* Work to do *
List every line below that contains the word "indicator".

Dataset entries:
####

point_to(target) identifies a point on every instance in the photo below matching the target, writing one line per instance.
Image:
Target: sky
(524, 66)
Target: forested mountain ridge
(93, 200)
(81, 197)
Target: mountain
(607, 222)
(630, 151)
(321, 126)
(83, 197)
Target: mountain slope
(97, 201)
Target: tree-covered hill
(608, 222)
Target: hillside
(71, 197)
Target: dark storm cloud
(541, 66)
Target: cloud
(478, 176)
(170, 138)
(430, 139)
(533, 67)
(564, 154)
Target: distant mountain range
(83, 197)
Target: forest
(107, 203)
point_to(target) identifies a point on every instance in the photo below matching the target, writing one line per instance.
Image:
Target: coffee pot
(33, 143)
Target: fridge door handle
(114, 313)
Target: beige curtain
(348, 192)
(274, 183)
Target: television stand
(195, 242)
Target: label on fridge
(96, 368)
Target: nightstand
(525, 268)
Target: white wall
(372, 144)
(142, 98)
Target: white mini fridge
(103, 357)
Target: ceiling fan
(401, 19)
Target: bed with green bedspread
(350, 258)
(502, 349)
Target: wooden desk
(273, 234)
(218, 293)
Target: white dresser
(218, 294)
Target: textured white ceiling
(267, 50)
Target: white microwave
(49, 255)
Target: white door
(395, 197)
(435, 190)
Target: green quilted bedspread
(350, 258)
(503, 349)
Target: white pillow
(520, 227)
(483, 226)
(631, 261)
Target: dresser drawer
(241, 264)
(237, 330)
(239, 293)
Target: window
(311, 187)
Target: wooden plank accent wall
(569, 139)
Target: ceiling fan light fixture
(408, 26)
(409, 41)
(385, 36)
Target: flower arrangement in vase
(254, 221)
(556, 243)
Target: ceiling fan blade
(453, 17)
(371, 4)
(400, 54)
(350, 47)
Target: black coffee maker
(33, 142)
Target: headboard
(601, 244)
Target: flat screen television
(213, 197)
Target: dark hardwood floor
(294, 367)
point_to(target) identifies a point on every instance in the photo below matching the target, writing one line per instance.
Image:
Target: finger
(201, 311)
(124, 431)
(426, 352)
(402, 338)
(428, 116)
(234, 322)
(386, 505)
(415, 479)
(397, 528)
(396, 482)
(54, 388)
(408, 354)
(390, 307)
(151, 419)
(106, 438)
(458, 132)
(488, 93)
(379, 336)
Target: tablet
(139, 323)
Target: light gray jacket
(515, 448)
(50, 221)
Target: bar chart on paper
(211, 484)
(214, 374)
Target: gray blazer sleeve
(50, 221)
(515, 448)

####

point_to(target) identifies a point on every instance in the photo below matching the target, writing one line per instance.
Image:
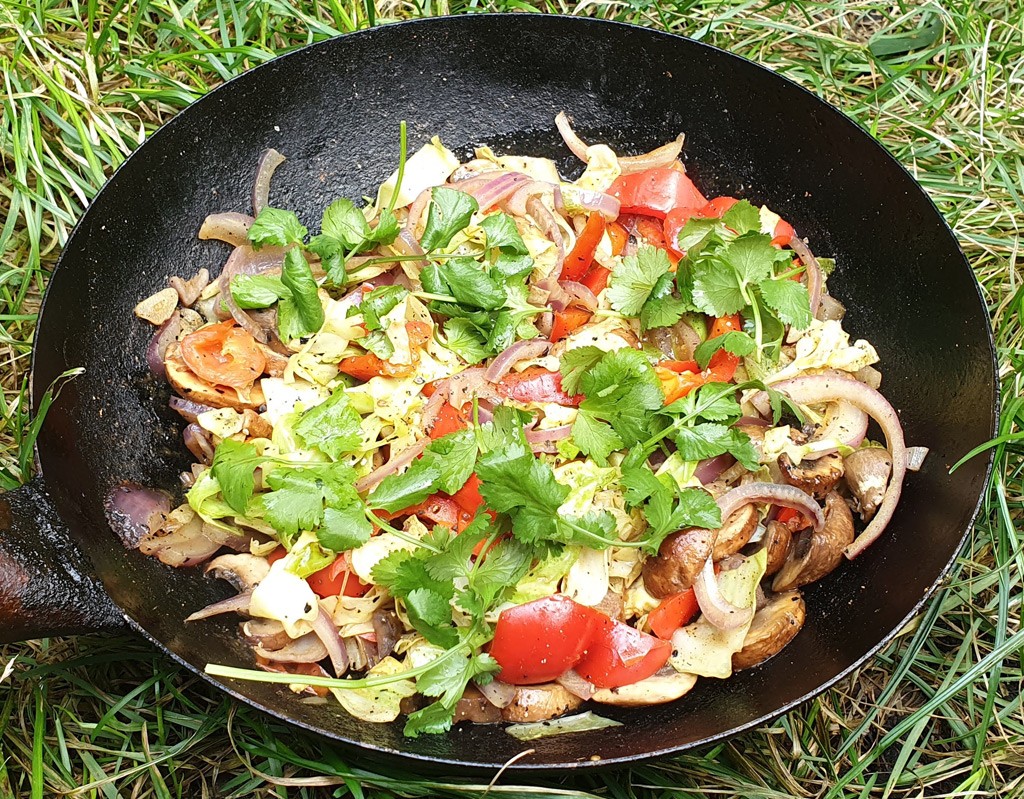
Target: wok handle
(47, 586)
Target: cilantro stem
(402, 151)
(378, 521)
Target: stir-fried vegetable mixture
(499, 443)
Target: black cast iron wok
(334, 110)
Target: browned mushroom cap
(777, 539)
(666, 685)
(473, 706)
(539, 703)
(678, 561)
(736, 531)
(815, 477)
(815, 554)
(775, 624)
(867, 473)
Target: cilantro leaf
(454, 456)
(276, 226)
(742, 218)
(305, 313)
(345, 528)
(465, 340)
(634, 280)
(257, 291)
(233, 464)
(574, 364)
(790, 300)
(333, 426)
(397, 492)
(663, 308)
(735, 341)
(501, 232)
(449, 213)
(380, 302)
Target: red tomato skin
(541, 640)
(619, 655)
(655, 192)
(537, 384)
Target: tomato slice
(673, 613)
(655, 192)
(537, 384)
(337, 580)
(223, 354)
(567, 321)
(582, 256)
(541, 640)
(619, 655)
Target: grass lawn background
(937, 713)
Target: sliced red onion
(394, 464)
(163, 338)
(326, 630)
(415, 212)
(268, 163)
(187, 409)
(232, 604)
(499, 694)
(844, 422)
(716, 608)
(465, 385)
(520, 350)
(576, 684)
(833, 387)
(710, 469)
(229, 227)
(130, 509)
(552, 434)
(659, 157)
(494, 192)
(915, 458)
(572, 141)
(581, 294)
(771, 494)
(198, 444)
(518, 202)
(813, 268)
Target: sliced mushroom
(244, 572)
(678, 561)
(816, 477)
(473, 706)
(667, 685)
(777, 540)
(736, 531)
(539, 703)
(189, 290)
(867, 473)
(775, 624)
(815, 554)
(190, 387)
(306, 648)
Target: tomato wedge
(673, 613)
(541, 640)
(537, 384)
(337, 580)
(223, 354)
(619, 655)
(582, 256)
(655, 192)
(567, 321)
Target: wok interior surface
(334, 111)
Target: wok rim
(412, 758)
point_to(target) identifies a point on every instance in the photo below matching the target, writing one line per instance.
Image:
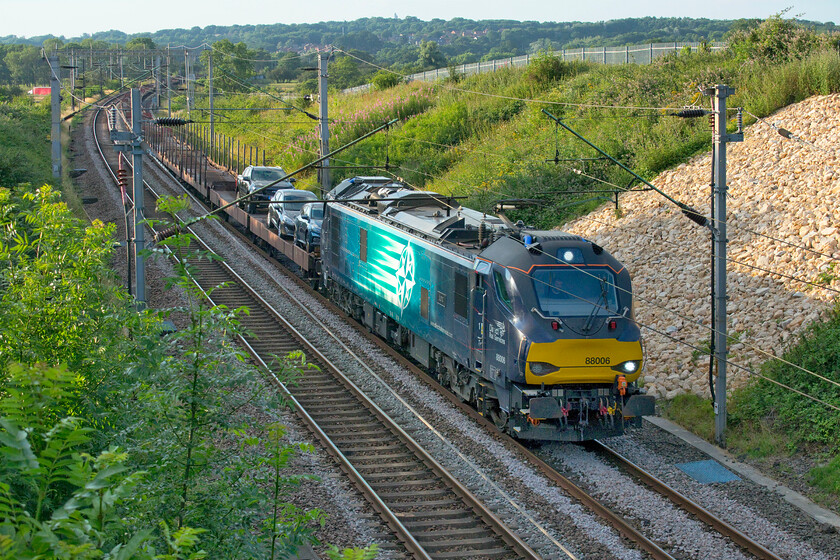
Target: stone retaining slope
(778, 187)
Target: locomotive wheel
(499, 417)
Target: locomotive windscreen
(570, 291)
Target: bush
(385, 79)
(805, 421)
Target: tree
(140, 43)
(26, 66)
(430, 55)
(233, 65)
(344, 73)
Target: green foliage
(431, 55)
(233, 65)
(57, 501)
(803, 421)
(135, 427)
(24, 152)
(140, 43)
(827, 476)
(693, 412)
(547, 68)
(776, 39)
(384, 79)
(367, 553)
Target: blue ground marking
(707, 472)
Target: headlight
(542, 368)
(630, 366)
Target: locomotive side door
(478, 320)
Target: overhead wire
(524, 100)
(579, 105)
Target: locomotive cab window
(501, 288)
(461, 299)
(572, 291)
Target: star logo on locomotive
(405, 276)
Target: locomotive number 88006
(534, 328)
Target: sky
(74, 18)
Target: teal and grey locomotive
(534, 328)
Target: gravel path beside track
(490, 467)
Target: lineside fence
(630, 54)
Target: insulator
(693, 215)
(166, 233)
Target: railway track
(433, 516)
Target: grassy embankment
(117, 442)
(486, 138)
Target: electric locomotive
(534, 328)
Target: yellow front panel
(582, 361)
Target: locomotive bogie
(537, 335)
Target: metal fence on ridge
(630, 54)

####

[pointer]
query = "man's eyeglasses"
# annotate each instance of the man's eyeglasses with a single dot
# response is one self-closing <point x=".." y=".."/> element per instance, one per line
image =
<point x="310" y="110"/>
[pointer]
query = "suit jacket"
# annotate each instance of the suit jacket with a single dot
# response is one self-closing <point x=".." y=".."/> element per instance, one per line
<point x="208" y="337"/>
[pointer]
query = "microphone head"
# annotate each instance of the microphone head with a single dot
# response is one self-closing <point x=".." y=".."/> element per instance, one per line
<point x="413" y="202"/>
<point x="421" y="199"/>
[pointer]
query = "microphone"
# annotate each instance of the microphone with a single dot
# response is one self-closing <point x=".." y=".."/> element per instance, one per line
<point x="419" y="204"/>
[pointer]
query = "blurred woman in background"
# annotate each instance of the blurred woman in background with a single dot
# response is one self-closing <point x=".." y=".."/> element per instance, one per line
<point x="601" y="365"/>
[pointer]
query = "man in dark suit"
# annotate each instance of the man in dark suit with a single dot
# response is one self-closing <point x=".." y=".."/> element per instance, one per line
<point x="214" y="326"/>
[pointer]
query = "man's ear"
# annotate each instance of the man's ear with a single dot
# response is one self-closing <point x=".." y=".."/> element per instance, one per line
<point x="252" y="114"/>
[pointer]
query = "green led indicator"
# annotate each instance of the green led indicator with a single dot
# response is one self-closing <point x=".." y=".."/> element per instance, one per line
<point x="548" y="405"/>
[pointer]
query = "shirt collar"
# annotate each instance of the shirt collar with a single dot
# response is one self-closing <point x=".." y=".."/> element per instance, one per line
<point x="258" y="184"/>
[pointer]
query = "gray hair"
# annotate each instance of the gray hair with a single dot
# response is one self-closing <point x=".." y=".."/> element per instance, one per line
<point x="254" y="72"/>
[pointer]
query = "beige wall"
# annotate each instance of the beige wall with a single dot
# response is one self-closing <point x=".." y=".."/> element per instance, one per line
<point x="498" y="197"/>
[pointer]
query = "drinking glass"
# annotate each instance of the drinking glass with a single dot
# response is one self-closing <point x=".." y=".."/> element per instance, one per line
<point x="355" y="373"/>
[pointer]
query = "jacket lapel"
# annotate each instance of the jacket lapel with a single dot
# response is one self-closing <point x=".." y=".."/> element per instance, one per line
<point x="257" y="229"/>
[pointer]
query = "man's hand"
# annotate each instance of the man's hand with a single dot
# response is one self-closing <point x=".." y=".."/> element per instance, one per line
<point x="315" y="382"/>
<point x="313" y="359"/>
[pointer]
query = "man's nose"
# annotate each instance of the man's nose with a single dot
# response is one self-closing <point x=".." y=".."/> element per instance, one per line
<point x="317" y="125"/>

####

* The reply *
query = "green led indicator"
# annotate each instance of the green led indicator with a single dot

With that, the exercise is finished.